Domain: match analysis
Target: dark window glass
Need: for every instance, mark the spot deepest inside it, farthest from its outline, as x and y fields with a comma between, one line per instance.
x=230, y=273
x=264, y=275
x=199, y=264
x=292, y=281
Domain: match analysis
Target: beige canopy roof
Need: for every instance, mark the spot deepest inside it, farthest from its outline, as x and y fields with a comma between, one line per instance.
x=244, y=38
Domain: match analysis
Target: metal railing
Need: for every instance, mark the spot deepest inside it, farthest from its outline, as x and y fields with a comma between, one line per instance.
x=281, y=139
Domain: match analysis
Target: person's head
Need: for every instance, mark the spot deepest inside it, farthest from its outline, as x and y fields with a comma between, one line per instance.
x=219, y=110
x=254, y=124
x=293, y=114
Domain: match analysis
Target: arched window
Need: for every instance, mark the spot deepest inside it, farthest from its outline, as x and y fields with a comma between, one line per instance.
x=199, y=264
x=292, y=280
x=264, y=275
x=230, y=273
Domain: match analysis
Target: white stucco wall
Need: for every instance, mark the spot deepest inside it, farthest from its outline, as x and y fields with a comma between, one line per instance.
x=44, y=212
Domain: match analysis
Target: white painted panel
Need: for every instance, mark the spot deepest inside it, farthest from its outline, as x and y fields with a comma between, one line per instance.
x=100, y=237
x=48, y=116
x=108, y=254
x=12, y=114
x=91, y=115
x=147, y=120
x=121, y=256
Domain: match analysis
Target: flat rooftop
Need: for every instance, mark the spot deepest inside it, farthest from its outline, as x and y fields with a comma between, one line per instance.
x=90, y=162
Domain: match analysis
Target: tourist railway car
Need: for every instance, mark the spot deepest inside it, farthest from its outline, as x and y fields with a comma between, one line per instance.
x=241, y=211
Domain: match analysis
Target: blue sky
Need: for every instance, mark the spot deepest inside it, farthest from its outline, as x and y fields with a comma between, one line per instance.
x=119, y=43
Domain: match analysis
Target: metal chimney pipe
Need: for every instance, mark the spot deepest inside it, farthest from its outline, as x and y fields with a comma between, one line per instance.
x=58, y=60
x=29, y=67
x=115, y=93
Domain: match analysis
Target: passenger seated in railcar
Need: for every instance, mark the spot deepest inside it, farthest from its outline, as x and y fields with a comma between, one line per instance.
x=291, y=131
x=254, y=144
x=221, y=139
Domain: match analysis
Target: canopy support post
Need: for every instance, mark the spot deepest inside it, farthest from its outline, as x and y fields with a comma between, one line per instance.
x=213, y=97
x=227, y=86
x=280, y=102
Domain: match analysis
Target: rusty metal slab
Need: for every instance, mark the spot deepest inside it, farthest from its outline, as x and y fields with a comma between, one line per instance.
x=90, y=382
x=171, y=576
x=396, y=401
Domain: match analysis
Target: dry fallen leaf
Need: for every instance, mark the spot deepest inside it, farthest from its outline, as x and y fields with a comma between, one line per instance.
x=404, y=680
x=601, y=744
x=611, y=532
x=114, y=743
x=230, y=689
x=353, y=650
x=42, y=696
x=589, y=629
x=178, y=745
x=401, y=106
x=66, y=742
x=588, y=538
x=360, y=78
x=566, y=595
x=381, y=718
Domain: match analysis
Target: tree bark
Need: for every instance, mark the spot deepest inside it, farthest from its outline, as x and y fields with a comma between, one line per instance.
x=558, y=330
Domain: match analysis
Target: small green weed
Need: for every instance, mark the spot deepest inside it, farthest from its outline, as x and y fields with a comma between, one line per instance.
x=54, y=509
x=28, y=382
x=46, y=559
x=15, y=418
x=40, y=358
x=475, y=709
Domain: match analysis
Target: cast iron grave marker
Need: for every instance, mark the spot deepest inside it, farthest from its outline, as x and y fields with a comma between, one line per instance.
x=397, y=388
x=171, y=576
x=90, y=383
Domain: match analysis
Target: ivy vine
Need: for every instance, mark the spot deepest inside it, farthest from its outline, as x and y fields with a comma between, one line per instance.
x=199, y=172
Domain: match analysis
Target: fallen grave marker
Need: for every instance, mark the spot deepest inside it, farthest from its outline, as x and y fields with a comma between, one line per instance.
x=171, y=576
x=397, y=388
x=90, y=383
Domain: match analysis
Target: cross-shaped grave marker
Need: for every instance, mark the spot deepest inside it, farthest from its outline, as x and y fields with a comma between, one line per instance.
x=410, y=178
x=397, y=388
+===+
GIVEN PROBLEM.
Render every line above as a Markdown table with the columns Row and Line, numbering each row and skipping any blank lines.

FINAL ANSWER.
| Row | Line |
|---|---|
| 1 | Domain: match analysis |
| 2 | Target: dark window glass |
| 3 | Need: for every instance, mark the spot deepest inside it, farthest from its outline, as x and y fields with a comma between, one line per instance. |
| 4 | x=230, y=273 |
| 5 | x=264, y=275 |
| 6 | x=199, y=264 |
| 7 | x=292, y=281 |
| 8 | Domain: match analysis |
| 9 | Target: beige canopy roof |
| 10 | Need: for every instance, mark the spot deepest inside it, farthest from its outline, as x and y fields with a comma between, one line per instance. |
| 11 | x=244, y=38 |
| 12 | Domain: match analysis |
| 13 | Target: metal railing |
| 14 | Need: for every instance, mark the spot deepest inside it, farthest from its outline, as x and y fields with a comma between, one line per instance. |
| 15 | x=281, y=139 |
| 16 | Domain: match analysis |
| 17 | Target: person's head |
| 18 | Need: for every instance, mark the spot deepest inside it, farthest from its outline, as x and y fields with a comma between, one line per instance. |
| 19 | x=219, y=110 |
| 20 | x=254, y=124 |
| 21 | x=293, y=114 |
| 22 | Domain: match analysis |
| 23 | Target: arched window |
| 24 | Need: for every instance, mark the spot deepest inside it, farthest from its outline, as x and y fields with a comma between, one line per instance. |
| 25 | x=199, y=264 |
| 26 | x=292, y=280 |
| 27 | x=264, y=275 |
| 28 | x=230, y=273 |
| 29 | Domain: match analysis |
| 30 | Target: white stucco wall |
| 31 | Need: for every instance, mark the spot deepest inside it, farthest from its outline, as x and y fields with a comma between, one line per instance. |
| 32 | x=44, y=212 |
| 33 | Domain: match analysis |
| 34 | Target: white painted panel |
| 35 | Need: for every instance, mark the spot deepest inside it, farthest from its outline, as x and y fields with a comma between, one line per instance. |
| 36 | x=100, y=237 |
| 37 | x=48, y=116 |
| 38 | x=108, y=254 |
| 39 | x=12, y=114 |
| 40 | x=91, y=115 |
| 41 | x=147, y=120 |
| 42 | x=121, y=256 |
| 43 | Domain: match analysis |
| 44 | Target: flat rooftop |
| 45 | Need: for every instance, mark the spot deepest inside it, farthest from its outline, as x and y fields with a comma between, one line per instance. |
| 46 | x=90, y=162 |
| 47 | Domain: match analysis |
| 48 | Target: tourist railway car |
| 49 | Need: for every instance, mark the spot deepest inside it, farthest from its outline, as x and y fields with a comma between, one line per instance. |
| 50 | x=241, y=211 |
| 51 | Domain: match analysis |
| 52 | Target: blue sky |
| 53 | Need: for every instance, mark the spot deepest inside it, farthest from its outline, as x and y fields with a comma between, one line per instance. |
| 54 | x=119, y=43 |
| 55 | Domain: match analysis |
| 56 | Target: metal chimney pipe |
| 57 | Need: for every instance, mark the spot deepest inside it, farthest from its outline, as x and y fields with a comma between, one line per instance. |
| 58 | x=58, y=60 |
| 59 | x=29, y=67 |
| 60 | x=115, y=93 |
| 61 | Domain: match analysis |
| 62 | Target: passenger seated in railcar |
| 63 | Need: for every instance, mark the spot deepest inside it, farthest from its outline, as x and y fields with a comma between, one line per instance. |
| 64 | x=291, y=131 |
| 65 | x=254, y=144 |
| 66 | x=221, y=139 |
| 67 | Domain: match analysis |
| 68 | Target: canopy support post |
| 69 | Need: for every instance, mark the spot deepest inside it, farthest from its outline, as x and y fields with a comma between, one line per instance. |
| 70 | x=213, y=97 |
| 71 | x=227, y=86 |
| 72 | x=280, y=102 |
| 73 | Domain: match analysis |
| 74 | Target: rusty metal slab |
| 75 | Need: for every instance, mark the spot deepest inside it, farthest from its outline, as x and y fields with a comma between, one line per instance. |
| 76 | x=90, y=382 |
| 77 | x=171, y=576 |
| 78 | x=396, y=401 |
| 79 | Domain: match analysis |
| 80 | Target: dry fallen leaf |
| 81 | Need: for every instance, mark the spot deepest inside it, farthest from its outline, as x and y fields with a comma between, one line per instance. |
| 82 | x=404, y=680 |
| 83 | x=601, y=744 |
| 84 | x=611, y=532 |
| 85 | x=114, y=743 |
| 86 | x=230, y=689 |
| 87 | x=353, y=650 |
| 88 | x=42, y=696 |
| 89 | x=589, y=629 |
| 90 | x=178, y=745 |
| 91 | x=401, y=106 |
| 92 | x=66, y=742 |
| 93 | x=588, y=538 |
| 94 | x=360, y=78 |
| 95 | x=566, y=595 |
| 96 | x=381, y=718 |
| 97 | Domain: match analysis |
| 98 | Target: tree bark |
| 99 | Need: for every instance, mark the spot deepest inside it, farthest from its outline, as x and y fields with a comma between, one line per instance. |
| 100 | x=558, y=330 |
| 101 | Domain: match analysis |
| 102 | Target: small green weed |
| 103 | Need: for every instance, mark the spot deepest inside it, farthest from its outline, as x and y fields with a comma between, one line per instance. |
| 104 | x=54, y=509 |
| 105 | x=28, y=382 |
| 106 | x=46, y=559 |
| 107 | x=15, y=418 |
| 108 | x=40, y=358 |
| 109 | x=475, y=709 |
| 110 | Domain: match analysis |
| 111 | Target: cast iron grave marker |
| 112 | Need: for every instance, mark the spot deepest inside it, farthest from its outline, as x and y fields with a comma between, one line per instance. |
| 113 | x=397, y=388 |
| 114 | x=171, y=576 |
| 115 | x=90, y=383 |
| 116 | Domain: match analysis |
| 117 | Target: ivy vine |
| 118 | Need: for every instance, mark the spot deepest inside it, farthest from its outline, as x and y fields with a comma between, one line per instance. |
| 119 | x=199, y=172 |
| 120 | Domain: match analysis |
| 121 | Target: fallen grave marker |
| 122 | Need: for every instance, mark the spot deepest inside it, farthest from its outline, as x and y fields with a comma between, one line per instance. |
| 123 | x=171, y=576 |
| 124 | x=397, y=388 |
| 125 | x=90, y=383 |
| 126 | Domain: match analysis |
| 127 | Target: cross-shaped grave marker |
| 128 | Need: for every instance, mark the spot deepest inside it, farthest from its outline, as x and y fields with a comma between, one line per instance. |
| 129 | x=410, y=178 |
| 130 | x=397, y=388 |